PROMPT 1 - Return the passage of the mechanical mixer text from "Referring now to" up to and including "in FIG. 2).".

PAGE TEXT -
━━━━━━
The description of the solution system 100 now will focus on some of the details of the components and subsystems thereof so that they may be better understood. One of the central components of the solution system 100 is the mechanical mixer 140. The mixing of the spin agent and polymer has provided considerable challenges. First, there is a vast difference between the viscosity of polyethylene polymer (preferred embodiment) and a hydrocarbon spin agent. For example, the hydrocarbon spin agent pentane has a viscosity of approximately 0.2 centipoise (cP) while molten polyethylene has a viscosity of approximately 6,400,000 cP (1 cp equals 0.001 pascal seconds). Second, a polyolefin polymer such as polyethylene, does not readily absorb a hydrocarbon spin agent such as pentane. The spin agent only gradually diffuses into the polymer rich phase. Thus, the spin agent must be well blended into the polymer or polymer solution to hasten the formation of a homogenous solution. Thirdly, throughout the mixing process, the solution must maintain an elevated pressure and temperature suitable for flash spinning. Thus, the mechanical mixer 140 must effect mixing without creating an excessive pressure drop which will cause the solution to fall below the cloud point pressure of the solution which pressure would be unsuitable for flash spinning.
Referring now to FIGS. 3 and 4, two preferred embodiments of the mechanical mixer 140 are illustrated in greater detail. Focusing on the first preferred embodiment illustrated in FIG. 3, the mechanical mixer 140 comprises a long, generally cylindrical chamber 200 with a drive shaft 205 running generally along the axis thereof. The drive shaft 205 is connected to a suitable drive motor 208 positioned at the left end of the chamber 200. The chamber includes a polymer inlet 210 wherein the molten polymer is directed from the extruder 120 via the gear pump 130 (shown in FIG. 2).
A threaded seal portion 211 between the polymer inlet and the drive motor 208 is arranged to form a seal at the first end of the chamber 200 using the molten polymer. The threaded seal portion 211 includes two sets of counter oriented threads arranged closely spaced from the inner wall of the chamber 200. The two sets of counter oriented threads are each oriented to push polymer toward the other set of threads. Thus, during operation, some of the thick molten polymer will move into the annular space between the inner wall of chamber 200 and the counter oriented threads of the threaded seal portion 200. The molten polymer in this annular space gets squeezed between the two sets of countered oriented threads and the proximate inner wall of the chamber 200 thereby sealing the remainder of the chamber 200 from the drive motor. The seal at the seal portion 211 is effective if it (1) maintains the pressure in the mechanical mixer at a level suitable for mixing spin agent and polymer, and (2) prevents leakage of all of the lower viscosity spin agent. As can be seen in the figures, the polymer inlet is positioned between the seal portion 211 and the first spin agent injection station 156 which help to keep the spin agent away from seal portion 200 and the interface between cylindrical chamber 200 and the rotating shaft 205.
━━━━━━
RECORD SET -

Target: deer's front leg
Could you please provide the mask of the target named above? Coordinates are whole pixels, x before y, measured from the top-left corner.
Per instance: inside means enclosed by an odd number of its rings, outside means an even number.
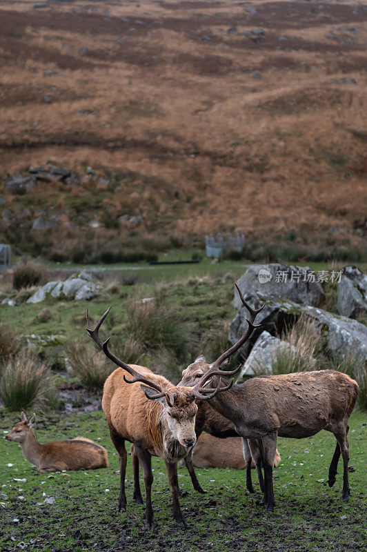
[[[190,477],[191,477],[191,482],[192,483],[192,486],[194,487],[195,491],[197,491],[198,493],[206,493],[206,491],[204,491],[204,489],[202,488],[202,486],[201,486],[200,483],[197,480],[197,475],[196,475],[195,471],[194,470],[194,466],[192,466],[192,453],[193,453],[193,452],[194,452],[194,449],[192,448],[190,451],[190,452],[188,453],[188,454],[187,455],[187,456],[185,456],[185,458],[184,458],[185,464],[186,466],[186,468],[188,469],[188,473],[190,474]]]
[[[167,477],[172,493],[172,500],[173,502],[173,517],[177,525],[180,527],[188,527],[188,524],[185,521],[179,502],[179,481],[177,477],[177,462],[173,464],[166,462],[167,469]]]

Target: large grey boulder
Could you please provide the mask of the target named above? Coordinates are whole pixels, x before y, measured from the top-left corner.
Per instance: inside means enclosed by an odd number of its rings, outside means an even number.
[[[340,315],[356,318],[367,310],[367,275],[357,266],[344,266],[337,293],[337,308]]]
[[[279,337],[275,337],[267,331],[264,331],[259,335],[248,358],[241,367],[237,377],[237,383],[245,381],[246,376],[272,374],[279,352],[286,353],[287,359],[289,355],[290,361],[292,358],[295,360],[298,355],[301,355],[301,351],[290,343],[279,339]],[[316,359],[310,358],[308,364],[310,370],[313,369]]]
[[[41,301],[44,301],[57,284],[57,282],[48,282],[43,288],[40,288],[28,299],[27,303],[40,303]]]
[[[54,299],[90,299],[97,295],[101,290],[94,277],[86,271],[73,274],[65,282],[49,282],[28,299],[27,303],[39,303],[48,295]]]
[[[18,172],[7,179],[5,187],[12,194],[22,195],[32,190],[37,183],[36,179],[33,177],[23,177]]]
[[[50,230],[54,228],[57,223],[51,219],[45,219],[44,217],[37,217],[32,224],[32,230]]]
[[[325,298],[315,272],[308,266],[292,266],[279,263],[250,265],[237,280],[241,293],[261,293],[262,297],[290,299],[301,305],[319,306]],[[239,296],[235,290],[233,305],[242,307]]]
[[[256,318],[257,324],[261,322],[261,328],[256,329],[251,339],[240,349],[241,354],[245,357],[248,356],[251,347],[264,330],[272,335],[280,333],[286,326],[294,324],[301,315],[304,315],[320,328],[325,349],[329,353],[341,358],[348,351],[353,350],[367,359],[367,327],[357,320],[333,315],[315,306],[297,304],[290,299],[263,297],[259,293],[257,295],[246,294],[245,299],[255,308],[258,308],[261,301],[265,303],[264,310]],[[244,333],[247,317],[248,313],[243,307],[230,326],[228,339],[231,343],[237,341]]]

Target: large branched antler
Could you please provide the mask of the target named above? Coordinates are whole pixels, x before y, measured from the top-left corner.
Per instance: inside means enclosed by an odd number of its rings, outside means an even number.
━━━━━━
PROMPT 2 - Retype the rows from the line with "Target: large branched antler" up to and including the last line of the rows.

TASK OUTPUT 1 -
Referring now to FIGS. 3 and 4, two preferred embodiments of the mechanical mixer 140 are illustrated in greater detail. Focusing on the first preferred embodiment illustrated in FIG. 3, the mechanical mixer 140 comprises a long, generally cylindrical chamber 200 with a drive shaft 205 running generally along the axis thereof. The drive shaft 205 is connected to a suitable drive motor 208 positioned at the left end of the chamber 200. The chamber includes a polymer inlet 210 wherein the molten polymer is directed from the extruder 120 via the gear pump 130 (shown in FIG. 2).

TASK OUTPUT 2 -
Target: large branched antler
Could you please provide the mask of the target named above? Coordinates are whole pixels, x before y, measured from the top-left corner.
Per instance: inside means enclosed by an odd number of its rings, outside means an even number.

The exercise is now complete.